=== Фрагмент документа ===
..........

По понятным для нас сегодня причинам пункт об очерках 20-х годов остался неразработанным. Соколов-Микитов не мог так, как это тогда требовалось, писать о перестройке деревни. Он был честным, искренним русским писателем. Уже после его смерти в нашей печати была опубликована написанная им в 1921 году в эмиграции статья «Вы повинны»: «Вы повинны в том, что истребили в народе чувство единения и общности, отравили людей ненавистью и нетерпимостью к ближнему. И от кого ожидаете помощи, если вы же научили людей смотреть друг на друга как на врага и радоваться чужому страданию...»6 И заключением статьи Твардовского стала дословно приведенная запись из рабочей тетради: «Нельзя упрекать талант за то, чего он не дал, нужно быть благодарным за то, что он смог дать».

Обсуждая с автором план будущего произведения, редактор получает возможность включиться в его творческий процесс на ранних этапах, иногда уже при заказе материала оказать помощь автору. Именно на этих начальных этапах закладываются основы целостной конструкции текста. Совместная работа над планом помогает редактору понять особенности мышления автора, выработать тактику общения, найти форму для замечаний, определить направление рекомендаций.

Составляя план завершённого автором произведения, редактор как бы идёт за ним по тексту, следя за развитием авторской мысли. Техника составления плана уже написанного материала общеизвестна: текст делят на части и эти части озаглавливают либо в форме тезисов, либо в форме вопросов. Первым способом мы обычно пользуемся, когда составляем планы для запоминания. Тезис всегда заключает в себе некую информацию в сжатой форме – факты, имена, даты. План в форме тезисов – схема содержания текста. Вопросная форма плана активизирует осмысление материала. Не случайно ею пользуются при планировании исследовательской работы, при подготовке полемических выступлений. Вопросы направляют ход рассуждения, помогают достичь последовательности мысли, выявляют её логическое развитие.

Готовя план переработки материала, редактор чётко мотивирует каждое предложенное им конструктивное изменение. Изменения необоснованные, не подкреплённые убедительными доводами, – типичное проявление вкусовщины и редакторского произвола. Важна и формулировка рекомендаций. Они могут послужить импульсом оригинальной разработки фактов, подсказать новые повороты темы.

Работа над планом – одна из точных методик редактирования. Она делает для редактора очевидными достоинства и недостатки построения авторского текста.

..........

=== Строки данных ===
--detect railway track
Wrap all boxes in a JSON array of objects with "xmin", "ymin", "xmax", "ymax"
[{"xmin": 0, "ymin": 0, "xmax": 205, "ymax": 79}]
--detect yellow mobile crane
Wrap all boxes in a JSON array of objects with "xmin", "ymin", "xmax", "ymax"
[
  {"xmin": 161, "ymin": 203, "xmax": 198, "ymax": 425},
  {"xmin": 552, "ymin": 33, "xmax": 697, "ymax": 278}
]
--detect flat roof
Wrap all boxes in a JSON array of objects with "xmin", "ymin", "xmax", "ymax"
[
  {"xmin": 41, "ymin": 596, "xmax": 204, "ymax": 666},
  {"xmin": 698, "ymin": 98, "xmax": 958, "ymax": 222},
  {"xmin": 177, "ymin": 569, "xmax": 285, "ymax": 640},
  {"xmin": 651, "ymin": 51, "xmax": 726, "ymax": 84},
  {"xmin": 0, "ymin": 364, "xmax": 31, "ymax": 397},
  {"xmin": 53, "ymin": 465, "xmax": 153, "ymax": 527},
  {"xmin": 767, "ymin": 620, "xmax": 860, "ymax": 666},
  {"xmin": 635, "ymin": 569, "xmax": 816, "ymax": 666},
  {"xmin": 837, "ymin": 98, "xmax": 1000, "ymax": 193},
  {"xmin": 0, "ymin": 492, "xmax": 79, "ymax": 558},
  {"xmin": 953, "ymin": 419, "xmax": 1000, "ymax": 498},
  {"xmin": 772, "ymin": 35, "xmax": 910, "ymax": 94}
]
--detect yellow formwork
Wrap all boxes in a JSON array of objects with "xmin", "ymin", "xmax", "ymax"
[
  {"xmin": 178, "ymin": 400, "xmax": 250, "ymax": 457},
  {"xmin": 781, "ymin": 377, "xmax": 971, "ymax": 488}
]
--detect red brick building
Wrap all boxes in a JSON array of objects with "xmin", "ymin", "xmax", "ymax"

..........

=== Задания ===
1) Переведите на английский язык предложение из фрагмента о работе редактора над планом: «Именно на этих начальных этапах закладываются основы целостной конструкции текста».
2) Перепишите дословно часть фрагмента о работе редактора над планом, начиная со слов «Составляя план завершённого» и продолжая до слов «её логическое развитие.».

=== Решённые задачи ===
1) It is at these initial stages that the foundations of the text's coherent structure are laid.

2)
Составляя план завершённого автором произведения, редактор как бы идёт за ним по тексту, следя за развитием авторской мысли. Техника составления плана уже написанного материала общеизвестна: текст делят на части и эти части озаглавливают либо в форме тезисов, либо в форме вопросов. Первым способом мы обычно пользуемся, когда составляем планы для запоминания. Тезис всегда заключает в себе некую информацию в сжатой форме – факты, имена, даты. План в форме тезисов – схема содержания текста. Вопросная форма плана активизирует осмысление материала. Не случайно ею пользуются при планировании исследовательской работы, при подготовке полемических выступлений. Вопросы направляют ход рассуждения, помогают достичь последовательности мысли, выявляют её логическое развитие.